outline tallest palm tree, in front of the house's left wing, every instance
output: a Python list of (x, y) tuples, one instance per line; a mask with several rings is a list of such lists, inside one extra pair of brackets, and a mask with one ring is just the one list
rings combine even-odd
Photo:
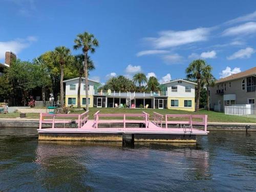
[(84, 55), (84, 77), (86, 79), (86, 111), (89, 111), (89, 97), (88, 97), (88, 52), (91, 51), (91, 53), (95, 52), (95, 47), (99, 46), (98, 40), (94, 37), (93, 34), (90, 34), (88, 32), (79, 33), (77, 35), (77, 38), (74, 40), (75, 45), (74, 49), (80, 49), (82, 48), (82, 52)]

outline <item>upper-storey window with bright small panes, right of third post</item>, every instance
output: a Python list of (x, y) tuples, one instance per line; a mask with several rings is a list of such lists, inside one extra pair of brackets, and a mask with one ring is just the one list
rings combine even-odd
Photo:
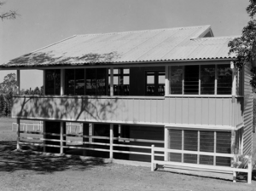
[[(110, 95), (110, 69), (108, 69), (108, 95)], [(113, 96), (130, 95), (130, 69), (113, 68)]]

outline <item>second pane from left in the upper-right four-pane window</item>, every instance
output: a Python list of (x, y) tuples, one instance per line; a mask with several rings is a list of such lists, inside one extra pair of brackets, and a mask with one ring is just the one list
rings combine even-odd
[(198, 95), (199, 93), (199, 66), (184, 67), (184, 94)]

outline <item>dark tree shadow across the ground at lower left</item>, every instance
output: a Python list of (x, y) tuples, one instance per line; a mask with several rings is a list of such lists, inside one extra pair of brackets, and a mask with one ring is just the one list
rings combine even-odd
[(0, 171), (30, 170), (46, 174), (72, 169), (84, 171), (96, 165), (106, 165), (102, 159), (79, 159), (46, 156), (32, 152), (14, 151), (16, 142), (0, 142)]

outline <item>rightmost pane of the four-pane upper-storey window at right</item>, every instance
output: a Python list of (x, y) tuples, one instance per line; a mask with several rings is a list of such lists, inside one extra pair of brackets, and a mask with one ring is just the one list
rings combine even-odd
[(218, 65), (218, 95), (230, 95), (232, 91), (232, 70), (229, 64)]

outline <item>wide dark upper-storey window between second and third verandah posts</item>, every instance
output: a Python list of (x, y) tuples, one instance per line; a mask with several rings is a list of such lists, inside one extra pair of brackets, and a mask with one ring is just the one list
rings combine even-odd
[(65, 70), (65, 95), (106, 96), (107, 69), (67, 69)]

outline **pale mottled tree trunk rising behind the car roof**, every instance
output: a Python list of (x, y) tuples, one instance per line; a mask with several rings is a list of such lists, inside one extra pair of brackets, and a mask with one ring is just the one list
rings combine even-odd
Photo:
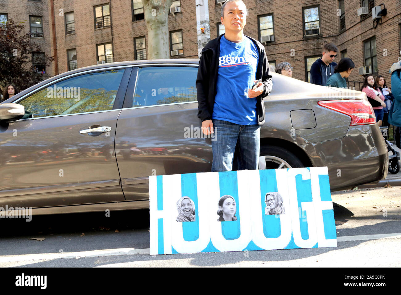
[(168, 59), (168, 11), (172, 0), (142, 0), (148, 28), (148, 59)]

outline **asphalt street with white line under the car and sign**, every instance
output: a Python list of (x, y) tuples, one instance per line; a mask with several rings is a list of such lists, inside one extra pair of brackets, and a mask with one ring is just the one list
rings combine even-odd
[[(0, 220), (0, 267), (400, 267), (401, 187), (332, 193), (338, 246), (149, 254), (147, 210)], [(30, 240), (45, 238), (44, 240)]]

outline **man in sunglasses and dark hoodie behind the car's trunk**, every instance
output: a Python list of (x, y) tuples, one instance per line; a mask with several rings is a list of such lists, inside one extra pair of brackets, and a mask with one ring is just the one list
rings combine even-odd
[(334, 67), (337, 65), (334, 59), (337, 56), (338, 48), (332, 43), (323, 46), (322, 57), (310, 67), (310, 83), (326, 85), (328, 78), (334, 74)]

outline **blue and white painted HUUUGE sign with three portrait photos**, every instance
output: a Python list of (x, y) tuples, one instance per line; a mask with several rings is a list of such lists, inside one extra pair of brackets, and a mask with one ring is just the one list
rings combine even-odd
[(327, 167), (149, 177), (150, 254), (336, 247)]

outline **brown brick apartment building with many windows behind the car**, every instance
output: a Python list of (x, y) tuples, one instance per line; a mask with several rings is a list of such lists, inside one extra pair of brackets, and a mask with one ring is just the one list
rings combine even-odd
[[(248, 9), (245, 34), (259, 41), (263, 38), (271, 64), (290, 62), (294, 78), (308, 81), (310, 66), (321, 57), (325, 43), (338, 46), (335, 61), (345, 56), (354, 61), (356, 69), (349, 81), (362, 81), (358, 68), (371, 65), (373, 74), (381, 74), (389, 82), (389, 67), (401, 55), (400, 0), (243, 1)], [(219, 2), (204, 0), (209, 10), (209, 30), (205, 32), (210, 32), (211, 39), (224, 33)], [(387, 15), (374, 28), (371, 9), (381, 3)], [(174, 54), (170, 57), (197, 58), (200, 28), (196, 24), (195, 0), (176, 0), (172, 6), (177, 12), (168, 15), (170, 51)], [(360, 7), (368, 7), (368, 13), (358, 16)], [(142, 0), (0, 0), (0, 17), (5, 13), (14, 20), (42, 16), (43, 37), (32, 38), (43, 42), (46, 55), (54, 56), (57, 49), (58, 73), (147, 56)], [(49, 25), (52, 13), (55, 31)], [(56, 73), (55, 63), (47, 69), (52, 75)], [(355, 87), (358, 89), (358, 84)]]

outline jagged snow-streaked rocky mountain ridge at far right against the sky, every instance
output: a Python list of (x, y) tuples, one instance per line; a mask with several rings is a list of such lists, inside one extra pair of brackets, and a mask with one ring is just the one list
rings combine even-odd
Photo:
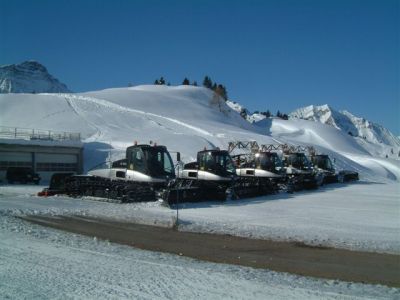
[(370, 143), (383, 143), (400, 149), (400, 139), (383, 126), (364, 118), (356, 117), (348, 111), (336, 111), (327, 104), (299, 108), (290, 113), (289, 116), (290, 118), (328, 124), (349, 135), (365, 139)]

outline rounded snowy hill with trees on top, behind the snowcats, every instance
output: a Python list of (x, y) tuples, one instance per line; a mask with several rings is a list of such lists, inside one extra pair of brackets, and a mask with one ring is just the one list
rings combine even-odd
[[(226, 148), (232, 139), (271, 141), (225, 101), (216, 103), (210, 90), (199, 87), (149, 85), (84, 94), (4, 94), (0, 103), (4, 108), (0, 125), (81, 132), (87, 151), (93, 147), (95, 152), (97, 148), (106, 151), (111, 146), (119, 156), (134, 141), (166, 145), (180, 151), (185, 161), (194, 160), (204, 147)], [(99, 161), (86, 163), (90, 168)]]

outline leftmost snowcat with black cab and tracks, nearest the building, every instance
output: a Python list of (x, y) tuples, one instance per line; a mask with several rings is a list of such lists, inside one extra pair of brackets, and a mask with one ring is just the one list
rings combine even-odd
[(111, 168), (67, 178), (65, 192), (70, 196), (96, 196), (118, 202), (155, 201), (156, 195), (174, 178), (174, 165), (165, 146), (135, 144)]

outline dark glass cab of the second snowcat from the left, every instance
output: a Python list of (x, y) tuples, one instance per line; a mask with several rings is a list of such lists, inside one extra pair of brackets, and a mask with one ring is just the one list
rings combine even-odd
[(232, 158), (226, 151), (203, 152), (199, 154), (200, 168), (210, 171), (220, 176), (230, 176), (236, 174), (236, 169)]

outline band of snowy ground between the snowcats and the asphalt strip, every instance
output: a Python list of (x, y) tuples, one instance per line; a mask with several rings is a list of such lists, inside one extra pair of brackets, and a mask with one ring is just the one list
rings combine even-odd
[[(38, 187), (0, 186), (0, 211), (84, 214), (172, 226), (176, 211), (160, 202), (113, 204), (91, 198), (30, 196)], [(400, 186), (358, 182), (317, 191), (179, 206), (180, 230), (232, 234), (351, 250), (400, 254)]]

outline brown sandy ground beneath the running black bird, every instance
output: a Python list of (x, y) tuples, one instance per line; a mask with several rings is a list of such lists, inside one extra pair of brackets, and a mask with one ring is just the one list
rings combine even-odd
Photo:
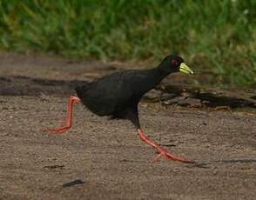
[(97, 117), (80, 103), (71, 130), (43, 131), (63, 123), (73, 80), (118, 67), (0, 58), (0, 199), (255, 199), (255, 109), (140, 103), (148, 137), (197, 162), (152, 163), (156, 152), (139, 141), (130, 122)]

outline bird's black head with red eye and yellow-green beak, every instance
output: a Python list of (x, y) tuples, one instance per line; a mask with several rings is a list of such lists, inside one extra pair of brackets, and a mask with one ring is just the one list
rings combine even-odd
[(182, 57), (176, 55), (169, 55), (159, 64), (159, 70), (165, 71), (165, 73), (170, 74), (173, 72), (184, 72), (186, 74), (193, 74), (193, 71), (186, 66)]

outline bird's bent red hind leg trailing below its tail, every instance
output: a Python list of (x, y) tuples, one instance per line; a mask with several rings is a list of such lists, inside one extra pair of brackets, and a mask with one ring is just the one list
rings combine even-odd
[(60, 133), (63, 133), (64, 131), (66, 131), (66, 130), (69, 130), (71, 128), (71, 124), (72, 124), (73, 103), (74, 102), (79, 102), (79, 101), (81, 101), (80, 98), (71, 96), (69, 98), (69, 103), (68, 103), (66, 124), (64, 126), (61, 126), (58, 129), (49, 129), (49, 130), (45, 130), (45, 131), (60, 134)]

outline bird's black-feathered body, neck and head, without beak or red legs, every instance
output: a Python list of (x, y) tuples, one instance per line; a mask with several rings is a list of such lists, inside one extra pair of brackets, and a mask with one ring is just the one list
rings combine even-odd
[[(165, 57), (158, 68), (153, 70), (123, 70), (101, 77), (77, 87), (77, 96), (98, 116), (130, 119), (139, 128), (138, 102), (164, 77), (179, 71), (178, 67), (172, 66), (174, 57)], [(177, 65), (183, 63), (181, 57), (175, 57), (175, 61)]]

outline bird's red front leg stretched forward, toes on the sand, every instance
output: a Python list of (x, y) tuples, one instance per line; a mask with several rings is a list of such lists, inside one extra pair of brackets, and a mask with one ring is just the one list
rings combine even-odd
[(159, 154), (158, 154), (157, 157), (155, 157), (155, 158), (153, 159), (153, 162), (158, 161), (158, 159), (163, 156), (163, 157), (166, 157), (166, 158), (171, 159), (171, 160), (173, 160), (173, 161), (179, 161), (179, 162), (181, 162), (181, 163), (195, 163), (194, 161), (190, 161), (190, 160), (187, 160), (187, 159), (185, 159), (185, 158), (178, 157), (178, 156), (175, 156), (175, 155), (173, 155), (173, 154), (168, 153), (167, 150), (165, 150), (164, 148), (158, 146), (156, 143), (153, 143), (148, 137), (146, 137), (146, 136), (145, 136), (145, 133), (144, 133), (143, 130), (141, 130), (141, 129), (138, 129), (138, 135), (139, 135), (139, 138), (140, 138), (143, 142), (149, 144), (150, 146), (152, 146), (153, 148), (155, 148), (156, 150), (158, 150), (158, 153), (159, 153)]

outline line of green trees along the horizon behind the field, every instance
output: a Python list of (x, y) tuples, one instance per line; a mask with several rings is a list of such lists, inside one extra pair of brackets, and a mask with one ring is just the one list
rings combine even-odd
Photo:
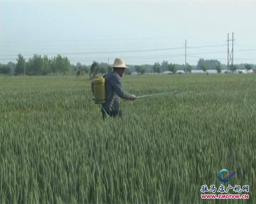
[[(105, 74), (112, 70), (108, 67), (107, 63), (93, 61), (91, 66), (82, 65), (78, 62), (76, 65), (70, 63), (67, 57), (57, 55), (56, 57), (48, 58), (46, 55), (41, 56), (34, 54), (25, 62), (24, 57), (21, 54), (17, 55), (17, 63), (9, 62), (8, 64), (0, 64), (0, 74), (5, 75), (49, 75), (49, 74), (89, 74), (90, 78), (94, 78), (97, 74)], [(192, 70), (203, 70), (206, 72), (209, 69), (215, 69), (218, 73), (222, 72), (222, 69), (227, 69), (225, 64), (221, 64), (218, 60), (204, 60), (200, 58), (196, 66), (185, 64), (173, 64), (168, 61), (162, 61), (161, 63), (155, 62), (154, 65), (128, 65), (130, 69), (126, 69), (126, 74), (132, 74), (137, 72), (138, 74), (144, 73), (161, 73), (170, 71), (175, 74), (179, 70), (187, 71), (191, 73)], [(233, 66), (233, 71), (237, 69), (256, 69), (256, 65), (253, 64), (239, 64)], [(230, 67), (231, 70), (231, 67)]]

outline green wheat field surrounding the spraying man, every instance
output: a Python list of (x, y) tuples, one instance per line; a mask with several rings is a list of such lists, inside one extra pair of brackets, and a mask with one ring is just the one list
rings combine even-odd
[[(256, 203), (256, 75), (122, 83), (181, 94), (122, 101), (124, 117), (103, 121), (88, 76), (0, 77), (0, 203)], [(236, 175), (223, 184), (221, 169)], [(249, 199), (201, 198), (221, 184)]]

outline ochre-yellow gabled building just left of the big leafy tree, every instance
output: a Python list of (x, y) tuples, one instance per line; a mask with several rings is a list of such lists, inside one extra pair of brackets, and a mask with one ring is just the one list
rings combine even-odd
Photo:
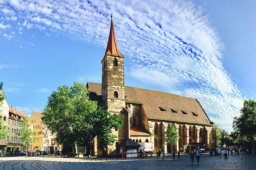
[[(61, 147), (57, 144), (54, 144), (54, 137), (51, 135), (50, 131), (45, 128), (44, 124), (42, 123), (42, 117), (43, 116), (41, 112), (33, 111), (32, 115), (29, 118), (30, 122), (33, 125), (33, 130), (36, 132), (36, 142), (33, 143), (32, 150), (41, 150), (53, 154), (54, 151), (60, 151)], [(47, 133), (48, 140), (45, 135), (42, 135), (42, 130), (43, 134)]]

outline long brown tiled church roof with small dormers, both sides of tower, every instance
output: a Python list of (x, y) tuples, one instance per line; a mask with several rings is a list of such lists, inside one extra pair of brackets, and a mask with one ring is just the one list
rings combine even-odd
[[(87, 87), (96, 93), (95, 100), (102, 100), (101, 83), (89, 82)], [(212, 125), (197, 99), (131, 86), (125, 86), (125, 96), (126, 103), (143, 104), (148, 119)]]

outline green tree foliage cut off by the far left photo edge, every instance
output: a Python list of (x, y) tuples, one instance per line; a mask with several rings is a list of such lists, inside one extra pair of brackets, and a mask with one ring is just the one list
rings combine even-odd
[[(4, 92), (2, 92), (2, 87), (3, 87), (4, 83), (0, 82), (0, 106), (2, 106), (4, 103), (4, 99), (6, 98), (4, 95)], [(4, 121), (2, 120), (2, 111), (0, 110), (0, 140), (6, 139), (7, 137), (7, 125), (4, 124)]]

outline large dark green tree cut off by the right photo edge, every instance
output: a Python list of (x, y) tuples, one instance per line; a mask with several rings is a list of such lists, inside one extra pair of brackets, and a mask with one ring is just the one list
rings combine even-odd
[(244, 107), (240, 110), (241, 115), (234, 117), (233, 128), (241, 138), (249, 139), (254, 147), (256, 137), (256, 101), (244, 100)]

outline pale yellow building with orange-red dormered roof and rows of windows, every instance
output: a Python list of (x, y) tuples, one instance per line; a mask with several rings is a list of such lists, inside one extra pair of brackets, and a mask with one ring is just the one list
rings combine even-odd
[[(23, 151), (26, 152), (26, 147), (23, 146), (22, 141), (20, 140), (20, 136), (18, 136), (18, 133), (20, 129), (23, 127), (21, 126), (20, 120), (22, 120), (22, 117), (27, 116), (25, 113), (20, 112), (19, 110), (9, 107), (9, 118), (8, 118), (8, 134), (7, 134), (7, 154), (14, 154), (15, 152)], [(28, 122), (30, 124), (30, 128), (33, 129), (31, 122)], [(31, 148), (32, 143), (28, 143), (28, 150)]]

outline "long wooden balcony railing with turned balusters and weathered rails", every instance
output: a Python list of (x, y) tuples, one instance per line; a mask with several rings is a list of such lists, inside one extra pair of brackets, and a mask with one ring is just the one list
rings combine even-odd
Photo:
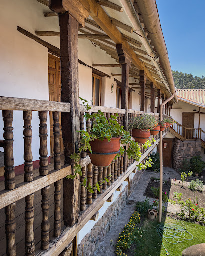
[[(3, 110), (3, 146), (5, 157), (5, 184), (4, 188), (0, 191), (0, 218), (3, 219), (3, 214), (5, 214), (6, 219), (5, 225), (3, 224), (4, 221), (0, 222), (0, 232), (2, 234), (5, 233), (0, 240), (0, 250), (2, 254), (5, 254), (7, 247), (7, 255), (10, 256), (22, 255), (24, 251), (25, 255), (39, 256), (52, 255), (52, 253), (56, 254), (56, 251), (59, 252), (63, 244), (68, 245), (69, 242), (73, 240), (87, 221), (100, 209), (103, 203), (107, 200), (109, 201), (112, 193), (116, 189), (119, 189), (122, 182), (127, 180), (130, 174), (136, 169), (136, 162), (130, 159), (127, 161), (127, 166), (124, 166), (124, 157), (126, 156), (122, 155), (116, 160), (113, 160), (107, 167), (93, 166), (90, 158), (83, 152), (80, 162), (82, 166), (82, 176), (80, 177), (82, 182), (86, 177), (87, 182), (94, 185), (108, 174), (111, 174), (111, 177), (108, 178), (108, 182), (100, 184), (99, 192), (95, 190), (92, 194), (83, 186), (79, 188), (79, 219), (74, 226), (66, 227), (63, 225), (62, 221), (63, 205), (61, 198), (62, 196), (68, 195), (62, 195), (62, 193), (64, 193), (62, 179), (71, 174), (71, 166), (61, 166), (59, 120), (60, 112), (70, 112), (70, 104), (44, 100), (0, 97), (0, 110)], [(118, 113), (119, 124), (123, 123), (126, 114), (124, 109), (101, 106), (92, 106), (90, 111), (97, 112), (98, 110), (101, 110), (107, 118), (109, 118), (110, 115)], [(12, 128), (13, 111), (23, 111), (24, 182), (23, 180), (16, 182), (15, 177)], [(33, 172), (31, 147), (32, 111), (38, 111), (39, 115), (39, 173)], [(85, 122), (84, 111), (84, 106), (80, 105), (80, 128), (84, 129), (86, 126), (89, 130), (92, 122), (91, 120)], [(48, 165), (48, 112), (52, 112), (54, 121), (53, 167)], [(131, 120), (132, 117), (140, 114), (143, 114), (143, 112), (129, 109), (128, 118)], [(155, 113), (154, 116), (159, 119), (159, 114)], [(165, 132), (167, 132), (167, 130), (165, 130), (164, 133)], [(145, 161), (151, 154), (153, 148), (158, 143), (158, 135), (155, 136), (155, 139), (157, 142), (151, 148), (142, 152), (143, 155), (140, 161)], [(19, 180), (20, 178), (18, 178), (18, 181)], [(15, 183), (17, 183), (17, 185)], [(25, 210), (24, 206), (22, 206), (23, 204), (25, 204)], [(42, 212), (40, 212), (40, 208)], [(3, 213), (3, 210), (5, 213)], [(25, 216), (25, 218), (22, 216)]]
▬▬▬▬▬▬▬▬▬▬
— ASSIGNED TASK —
Go through the data and show each line that holds "small".

— ANSWER BOX —
outline <item>upper-storey window with bright small panes, right of third post</item>, every instance
outline long brown tiled church roof with small dormers, both sides of tower, every instance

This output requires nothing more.